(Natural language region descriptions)
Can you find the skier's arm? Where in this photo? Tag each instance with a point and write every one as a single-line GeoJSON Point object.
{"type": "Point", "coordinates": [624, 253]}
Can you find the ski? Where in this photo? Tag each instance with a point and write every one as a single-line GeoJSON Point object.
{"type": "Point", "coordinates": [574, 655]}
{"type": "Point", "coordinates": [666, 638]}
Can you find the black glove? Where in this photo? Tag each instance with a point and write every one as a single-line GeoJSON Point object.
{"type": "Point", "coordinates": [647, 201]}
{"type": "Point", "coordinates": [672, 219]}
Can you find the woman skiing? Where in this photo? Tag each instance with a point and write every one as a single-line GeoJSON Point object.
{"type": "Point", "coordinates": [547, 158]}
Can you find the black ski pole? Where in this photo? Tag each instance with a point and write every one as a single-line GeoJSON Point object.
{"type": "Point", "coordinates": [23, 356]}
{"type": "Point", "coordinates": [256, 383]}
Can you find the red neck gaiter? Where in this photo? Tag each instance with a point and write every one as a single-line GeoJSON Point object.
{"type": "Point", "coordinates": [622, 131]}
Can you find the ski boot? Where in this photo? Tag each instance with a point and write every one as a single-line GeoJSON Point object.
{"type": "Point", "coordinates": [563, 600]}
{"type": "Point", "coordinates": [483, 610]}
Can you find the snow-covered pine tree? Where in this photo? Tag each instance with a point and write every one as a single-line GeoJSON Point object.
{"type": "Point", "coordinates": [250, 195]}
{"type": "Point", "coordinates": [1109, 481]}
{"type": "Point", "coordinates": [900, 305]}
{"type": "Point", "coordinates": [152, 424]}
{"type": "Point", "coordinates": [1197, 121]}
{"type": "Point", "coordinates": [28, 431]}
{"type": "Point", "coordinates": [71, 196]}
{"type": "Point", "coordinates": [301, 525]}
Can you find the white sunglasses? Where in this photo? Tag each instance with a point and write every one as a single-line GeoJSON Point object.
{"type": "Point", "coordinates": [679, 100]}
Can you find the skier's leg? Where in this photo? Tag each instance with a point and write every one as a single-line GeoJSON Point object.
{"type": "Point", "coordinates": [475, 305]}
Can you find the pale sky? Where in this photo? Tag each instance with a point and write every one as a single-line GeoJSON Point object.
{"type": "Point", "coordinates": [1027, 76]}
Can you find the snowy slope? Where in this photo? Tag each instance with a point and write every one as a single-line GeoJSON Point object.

Work to complete
Output an exact copy of the lines from the one holding "Can you find the white" to the last line of the data, inclusive, and nothing beyond that range.

Task response
Can you find the white sunglasses? Where in this photo? Tag each instance with a point and write every one as a single-line GeoJSON Point object.
{"type": "Point", "coordinates": [679, 100]}
Can you find the skier's leg? Where in this photo? Tag each instance with a point and write every one as a single-line GeoJSON Point object.
{"type": "Point", "coordinates": [475, 305]}
Can you find the pale sky? Where in this photo? Tag each instance with a point and write every one as a single-line GeoJSON Point object.
{"type": "Point", "coordinates": [1027, 76]}
Can you find the snowy slope? Where in this photo? Tag each instance with a point and write every one as a single-line GeoJSON Point object.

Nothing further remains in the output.